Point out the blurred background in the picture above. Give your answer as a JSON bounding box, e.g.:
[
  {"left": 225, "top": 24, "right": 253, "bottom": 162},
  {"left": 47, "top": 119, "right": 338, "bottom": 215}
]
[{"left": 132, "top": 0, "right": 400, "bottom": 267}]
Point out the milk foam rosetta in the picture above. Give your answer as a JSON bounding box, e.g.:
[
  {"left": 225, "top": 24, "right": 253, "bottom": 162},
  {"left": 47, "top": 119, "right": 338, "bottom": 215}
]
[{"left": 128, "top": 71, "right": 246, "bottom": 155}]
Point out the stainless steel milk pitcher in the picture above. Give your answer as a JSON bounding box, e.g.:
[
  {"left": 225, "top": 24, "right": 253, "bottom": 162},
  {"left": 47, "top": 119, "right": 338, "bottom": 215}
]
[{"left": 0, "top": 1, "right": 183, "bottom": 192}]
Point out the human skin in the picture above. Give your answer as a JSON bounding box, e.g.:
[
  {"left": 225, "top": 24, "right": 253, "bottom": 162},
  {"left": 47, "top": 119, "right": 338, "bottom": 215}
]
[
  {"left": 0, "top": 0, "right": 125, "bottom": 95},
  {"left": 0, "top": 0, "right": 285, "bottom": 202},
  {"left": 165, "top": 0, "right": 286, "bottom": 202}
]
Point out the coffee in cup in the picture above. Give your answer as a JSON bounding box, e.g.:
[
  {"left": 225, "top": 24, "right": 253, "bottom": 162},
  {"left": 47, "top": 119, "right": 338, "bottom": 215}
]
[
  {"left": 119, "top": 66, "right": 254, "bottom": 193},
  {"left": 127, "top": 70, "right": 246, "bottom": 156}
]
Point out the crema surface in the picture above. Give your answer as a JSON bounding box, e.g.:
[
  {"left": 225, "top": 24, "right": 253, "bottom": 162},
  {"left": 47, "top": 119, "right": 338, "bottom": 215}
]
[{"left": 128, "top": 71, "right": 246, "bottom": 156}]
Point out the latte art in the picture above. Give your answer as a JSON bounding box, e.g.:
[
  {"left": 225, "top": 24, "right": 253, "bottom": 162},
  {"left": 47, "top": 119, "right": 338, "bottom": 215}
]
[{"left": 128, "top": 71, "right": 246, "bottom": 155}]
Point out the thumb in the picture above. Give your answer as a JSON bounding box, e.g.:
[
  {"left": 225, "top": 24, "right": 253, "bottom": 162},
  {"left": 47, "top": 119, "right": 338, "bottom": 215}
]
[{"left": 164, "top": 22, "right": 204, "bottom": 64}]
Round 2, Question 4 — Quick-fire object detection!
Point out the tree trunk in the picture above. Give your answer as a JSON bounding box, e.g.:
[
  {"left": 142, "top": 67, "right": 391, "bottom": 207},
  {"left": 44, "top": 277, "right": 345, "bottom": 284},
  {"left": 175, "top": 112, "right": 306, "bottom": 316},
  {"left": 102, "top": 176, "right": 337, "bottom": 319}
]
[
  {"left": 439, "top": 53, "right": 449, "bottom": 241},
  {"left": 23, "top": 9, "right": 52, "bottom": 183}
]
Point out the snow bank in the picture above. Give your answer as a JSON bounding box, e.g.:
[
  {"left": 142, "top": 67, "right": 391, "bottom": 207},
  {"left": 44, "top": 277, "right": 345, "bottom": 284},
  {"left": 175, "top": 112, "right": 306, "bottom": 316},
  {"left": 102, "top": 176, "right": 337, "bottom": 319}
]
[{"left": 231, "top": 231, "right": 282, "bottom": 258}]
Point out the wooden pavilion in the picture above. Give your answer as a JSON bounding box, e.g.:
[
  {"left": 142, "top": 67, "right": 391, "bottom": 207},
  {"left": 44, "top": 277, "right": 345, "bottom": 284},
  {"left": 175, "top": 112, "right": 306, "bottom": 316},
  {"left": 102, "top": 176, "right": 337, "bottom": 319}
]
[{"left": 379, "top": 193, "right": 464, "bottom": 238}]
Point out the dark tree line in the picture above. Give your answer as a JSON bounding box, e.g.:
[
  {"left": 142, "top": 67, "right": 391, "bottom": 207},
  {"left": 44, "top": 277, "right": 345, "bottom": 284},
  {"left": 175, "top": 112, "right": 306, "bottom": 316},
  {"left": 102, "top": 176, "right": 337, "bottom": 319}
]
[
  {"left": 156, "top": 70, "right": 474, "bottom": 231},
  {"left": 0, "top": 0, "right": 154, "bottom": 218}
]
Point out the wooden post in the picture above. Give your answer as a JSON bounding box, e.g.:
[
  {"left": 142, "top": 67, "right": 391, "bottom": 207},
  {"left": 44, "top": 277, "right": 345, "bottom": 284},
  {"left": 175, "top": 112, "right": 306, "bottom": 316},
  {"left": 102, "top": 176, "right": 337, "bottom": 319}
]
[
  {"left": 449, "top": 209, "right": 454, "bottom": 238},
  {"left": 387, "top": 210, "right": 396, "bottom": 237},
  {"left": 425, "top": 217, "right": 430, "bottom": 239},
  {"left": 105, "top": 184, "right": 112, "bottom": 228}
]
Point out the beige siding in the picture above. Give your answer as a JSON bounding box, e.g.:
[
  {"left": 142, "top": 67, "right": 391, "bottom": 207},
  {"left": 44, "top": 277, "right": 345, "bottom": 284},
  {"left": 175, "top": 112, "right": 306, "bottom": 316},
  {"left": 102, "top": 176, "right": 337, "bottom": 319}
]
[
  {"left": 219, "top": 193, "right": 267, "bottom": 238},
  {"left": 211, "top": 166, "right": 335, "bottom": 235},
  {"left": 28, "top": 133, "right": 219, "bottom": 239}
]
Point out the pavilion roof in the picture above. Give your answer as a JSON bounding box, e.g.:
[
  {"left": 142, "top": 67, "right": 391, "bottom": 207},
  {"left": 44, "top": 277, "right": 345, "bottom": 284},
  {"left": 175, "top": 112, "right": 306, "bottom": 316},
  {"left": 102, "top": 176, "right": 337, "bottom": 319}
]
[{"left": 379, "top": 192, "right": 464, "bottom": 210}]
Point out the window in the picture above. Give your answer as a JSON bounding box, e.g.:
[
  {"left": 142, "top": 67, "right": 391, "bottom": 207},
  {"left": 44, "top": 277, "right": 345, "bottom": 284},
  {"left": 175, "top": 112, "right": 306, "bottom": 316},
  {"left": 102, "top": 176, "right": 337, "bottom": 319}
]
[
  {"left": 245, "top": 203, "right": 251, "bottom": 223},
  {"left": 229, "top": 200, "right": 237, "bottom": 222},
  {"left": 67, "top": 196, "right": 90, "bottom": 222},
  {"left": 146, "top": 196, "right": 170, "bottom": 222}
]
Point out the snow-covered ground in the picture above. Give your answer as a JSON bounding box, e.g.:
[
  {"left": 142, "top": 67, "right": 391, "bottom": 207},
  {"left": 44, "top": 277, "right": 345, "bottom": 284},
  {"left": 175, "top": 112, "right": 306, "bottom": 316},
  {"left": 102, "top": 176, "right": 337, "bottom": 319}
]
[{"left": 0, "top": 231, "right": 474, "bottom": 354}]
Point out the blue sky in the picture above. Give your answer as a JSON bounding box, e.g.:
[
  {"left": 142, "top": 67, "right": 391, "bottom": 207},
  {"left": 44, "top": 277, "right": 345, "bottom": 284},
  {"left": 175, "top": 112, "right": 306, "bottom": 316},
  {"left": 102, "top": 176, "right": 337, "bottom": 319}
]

[TASK DETAILS] Find every line of the material above that contains the string "snow", and copy each of those lines in full.

[TASK SOLUTION]
Point out the snow bank in the picture above. Give your answer as a JSON bounding box, e.g.:
Point out the snow-covered ground in the picture above. Give your answer as a JSON bounding box, e.g.:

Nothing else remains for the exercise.